- **TAREFA PROPOSTA**
Disponha todas as linhas do material abaixo em uma tabela Markdown com as colunas Nº e Conteúdo, numerando cada linha e omitindo as linhas em branco.
-------- DADOS DO EXERCÍCIO
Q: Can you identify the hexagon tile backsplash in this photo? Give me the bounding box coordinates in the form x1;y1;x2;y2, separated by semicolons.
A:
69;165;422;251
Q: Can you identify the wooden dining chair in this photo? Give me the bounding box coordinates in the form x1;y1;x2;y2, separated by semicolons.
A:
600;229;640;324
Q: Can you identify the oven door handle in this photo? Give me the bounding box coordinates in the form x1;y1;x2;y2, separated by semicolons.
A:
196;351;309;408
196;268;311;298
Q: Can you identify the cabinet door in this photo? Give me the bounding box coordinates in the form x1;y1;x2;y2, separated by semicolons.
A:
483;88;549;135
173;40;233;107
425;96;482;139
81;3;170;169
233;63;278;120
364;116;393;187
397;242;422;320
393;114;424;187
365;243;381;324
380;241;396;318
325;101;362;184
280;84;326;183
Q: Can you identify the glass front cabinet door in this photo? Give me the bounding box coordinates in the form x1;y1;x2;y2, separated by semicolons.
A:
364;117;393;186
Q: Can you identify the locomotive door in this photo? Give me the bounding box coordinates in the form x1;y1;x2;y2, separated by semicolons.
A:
----------------
- **RESPOSTA REDIGIDA**
| Nº | Conteúdo |
|---|---|
| 1 | Q: Can you identify the hexagon tile backsplash in this photo? Give me the bounding box coordinates in the form x1;y1;x2;y2, separated by semicolons. |
| 2 | A: |
| 3 | 69;165;422;251 |
| 4 | Q: Can you identify the wooden dining chair in this photo? Give me the bounding box coordinates in the form x1;y1;x2;y2, separated by semicolons. |
| 5 | A: |
| 6 | 600;229;640;324 |
| 7 | Q: Can you identify the oven door handle in this photo? Give me the bounding box coordinates in the form x1;y1;x2;y2, separated by semicolons. |
| 8 | A: |
| 9 | 196;351;309;408 |
| 10 | 196;268;311;298 |
| 11 | Q: Can you identify the cabinet door in this photo? Give me the bounding box coordinates in the form x1;y1;x2;y2, separated by semicolons. |
| 12 | A: |
| 13 | 483;88;549;135 |
| 14 | 173;40;233;107 |
| 15 | 425;96;482;139 |
| 16 | 81;3;170;169 |
| 17 | 233;63;278;120 |
| 18 | 364;116;393;187 |
| 19 | 397;242;422;320 |
| 20 | 393;114;424;187 |
| 21 | 365;243;381;324 |
| 22 | 380;241;396;318 |
| 23 | 325;101;362;184 |
| 24 | 280;84;326;183 |
| 25 | Q: Can you identify the glass front cabinet door in this photo? Give me the bounding box coordinates in the form x1;y1;x2;y2, separated by semicolons. |
| 26 | A: |
| 27 | 364;117;393;186 |
| 28 | Q: Can you identify the locomotive door in this photo? Give me the bounding box coordinates in the form x1;y1;x2;y2, separated by semicolons. |
| 29 | A: |